- Trecho do texto -

Também significativa é a criação da Secretaria da Receita Federal em 1968, em substituição a antiga Direção Geral da Fazenda Nacional, como órgão de controle das obrigações tributárias.

Em 1988, com o fim da ditadura, foi implantada a Constituição cidadã, com um novo reordenamento tributário, com adequação do Código Tributário Nacional à nova realidade democrática do País, que a partir de 1º de março de 1989, representava um novo pacto federativo, com mais autonomia aos Estados e Munícipios, abolindo o centralismo implantado pela Emenda nº 18, de 1965.

O Deputado Ulysses Guimarães, presidente da Assembleia Nacional Constituinte, fez um discurso no dia 27 de julho de 1988 em resposta às críticas ao projeto de Constituição, que o então Presidente da República, José Sarney, havia feito no dia anterior, em cadeia nacional de rádio e televisão. Em um de seus trechos diz o constituinte: “Nossa geografia é violentada pela concentração nacional de rendas e de competência. Nossa geografia é nacional e local, com munícipios maiores que muitos países. As urnas dão votos para os governadores e prefeitos administrarem. Mas só a autêntica federação dá o dinheiro para tais governos dêem respostas às necessidades locais. Federação e Governo junto com o homem, não o homem correndo atrás do Governo estadual ou de Brasília, frequentemente longínquo e indiferente. Esta alforria, do homem e de seus governantes, foi decretada pela transferência de 47 por cento dos recursos de União para os estados e munícipios, 21,05 por cento àqueles e 22,05 por cento para estes. Se não tivéssemos feito mais nada, só com isso teremos feito muito”.

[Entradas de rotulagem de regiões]
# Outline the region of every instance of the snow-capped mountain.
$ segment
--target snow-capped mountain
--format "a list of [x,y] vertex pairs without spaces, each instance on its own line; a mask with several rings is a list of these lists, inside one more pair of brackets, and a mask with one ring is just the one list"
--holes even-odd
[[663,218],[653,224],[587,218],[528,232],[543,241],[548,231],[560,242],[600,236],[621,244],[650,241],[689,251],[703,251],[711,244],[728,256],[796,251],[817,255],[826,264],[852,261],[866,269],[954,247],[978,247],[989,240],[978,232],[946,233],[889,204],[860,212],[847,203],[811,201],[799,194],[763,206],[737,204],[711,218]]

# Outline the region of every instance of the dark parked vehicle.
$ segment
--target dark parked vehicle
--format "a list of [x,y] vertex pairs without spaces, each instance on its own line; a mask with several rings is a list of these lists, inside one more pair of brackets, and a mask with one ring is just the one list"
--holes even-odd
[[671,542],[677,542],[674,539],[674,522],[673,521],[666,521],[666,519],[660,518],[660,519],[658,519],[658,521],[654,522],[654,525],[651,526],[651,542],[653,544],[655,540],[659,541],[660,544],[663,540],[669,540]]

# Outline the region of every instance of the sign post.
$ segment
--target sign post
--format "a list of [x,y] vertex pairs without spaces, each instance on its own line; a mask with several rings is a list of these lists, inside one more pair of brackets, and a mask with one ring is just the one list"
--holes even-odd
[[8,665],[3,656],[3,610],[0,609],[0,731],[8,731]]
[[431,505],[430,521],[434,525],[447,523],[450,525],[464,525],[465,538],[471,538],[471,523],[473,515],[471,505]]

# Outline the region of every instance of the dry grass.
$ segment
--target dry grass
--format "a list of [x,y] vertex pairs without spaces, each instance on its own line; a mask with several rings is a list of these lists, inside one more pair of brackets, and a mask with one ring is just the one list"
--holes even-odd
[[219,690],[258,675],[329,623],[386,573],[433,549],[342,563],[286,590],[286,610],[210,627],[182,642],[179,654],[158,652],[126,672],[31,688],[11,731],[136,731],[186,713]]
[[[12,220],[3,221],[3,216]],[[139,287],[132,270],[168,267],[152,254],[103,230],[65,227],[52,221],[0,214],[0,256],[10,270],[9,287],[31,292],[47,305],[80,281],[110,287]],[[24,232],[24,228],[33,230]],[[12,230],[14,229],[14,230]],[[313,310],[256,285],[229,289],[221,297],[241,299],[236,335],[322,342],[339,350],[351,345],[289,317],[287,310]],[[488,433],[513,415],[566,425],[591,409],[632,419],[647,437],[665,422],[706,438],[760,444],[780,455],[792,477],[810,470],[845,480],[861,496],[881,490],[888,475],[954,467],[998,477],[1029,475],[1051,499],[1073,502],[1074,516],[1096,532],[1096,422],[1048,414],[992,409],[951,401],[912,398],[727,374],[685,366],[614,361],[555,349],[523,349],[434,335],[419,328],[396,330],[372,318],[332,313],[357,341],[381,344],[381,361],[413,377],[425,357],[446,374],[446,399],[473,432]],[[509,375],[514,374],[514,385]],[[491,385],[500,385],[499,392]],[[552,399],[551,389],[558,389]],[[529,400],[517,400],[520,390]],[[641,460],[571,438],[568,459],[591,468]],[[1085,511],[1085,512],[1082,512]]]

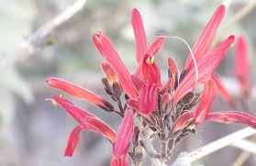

- Tarefas propostas -
**1)** Transcreva do trecho do texto tudo o que vai de "Também significativa é" até "das obrigações tributárias.".
**2)** Responda com base no trecho do texto:
(a) Em que ano foi criada a Secretaria da Receita Federal?
(b) Quem presidia a Assembleia Nacional Constituinte?
(c) Em que dia Ulysses Guimarães fez o discurso em resposta às críticas ao projeto de Constituição?
**3)** Liste, sem repetir, todos os anos citados no trecho do texto.
As entradas são um material à parte, sem relação com o trecho do texto.

- Respostas por tarefa -
**1)**
Também significativa é a criação da Secretaria da Receita Federal em 1968, em substituição a antiga Direção Geral da Fazenda Nacional, como órgão de controle das obrigações tributárias.

**2)**
(a) Em 1968.
(b) O Deputado Ulysses Guimarães.
(c) Em 27 de julho de 1988.

**3)** 1968, 1988, 1989, 1965